Consignes:
[A] Extrayez mot pour mot, du texte sur la pauvreté, le passage compris entre « INTRODUCTION » et « un effort personnel. », bornes incluses.
[B] Répondez brièvement à ces questions sur le texte sur la pauvreté :
(i) Avec quoi le texte établit-il une analogie ?
(ii) Selon le texte, pourquoi la pauvreté et l'exclusion sociale sont-elles difficiles à comprendre ?
(iii) Que doit stimuler l'accompagnement, d'après le texte ?

INTRODUCTION

La pauvreté et l'exclusion sociale sont des réalités difficiles à comprendre de manière précise et dans toutes leurs dimensions, parce que ceux qui ont le pouvoir d'en parler n'en sont généralement pas les victimes. Une certaine analogie avec l'autisme est éclairante. Par nature il s'agit d'états le plus souvent décrits et observés de l'extérieur que surmontés de l'intérieur. Or c'est pourtant la seule démarche qui soit conforme à la dignité et à l'aspiration de l'homme que de se délivrer de la pauvreté non voulue et de l'exclusion subie par un effort personnel.

C'est pourquoi s'il est rarement possible de surmonter par ses seules forces personnelles un état d'exclusion sociale et professionnelle, l'accompagnement indispensable doit s'attacher à stimuler les capacités de la personne plutôt que de l'assister de manière excessive en agissant à sa place.

Données:
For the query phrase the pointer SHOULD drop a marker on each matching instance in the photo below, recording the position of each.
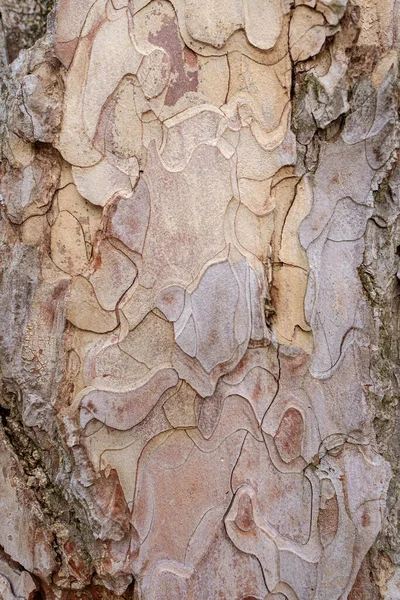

Réponses rédigées:
[A]
INTRODUCTION

La pauvreté et l'exclusion sociale sont des réalités difficiles à comprendre de manière précise et dans toutes leurs dimensions, parce que ceux qui ont le pouvoir d'en parler n'en sont généralement pas les victimes. Une certaine analogie avec l'autisme est éclairante. Par nature il s'agit d'états le plus souvent décrits et observés de l'extérieur que surmontés de l'intérieur. Or c'est pourtant la seule démarche qui soit conforme à la dignité et à l'aspiration de l'homme que de se délivrer de la pauvreté non voulue et de l'exclusion subie par un effort personnel.

[B]
(i) Avec l'autisme.
(ii) Parce que ceux qui ont le pouvoir d'en parler n'en sont généralement pas les victimes.
(iii) Les capacités de la personne.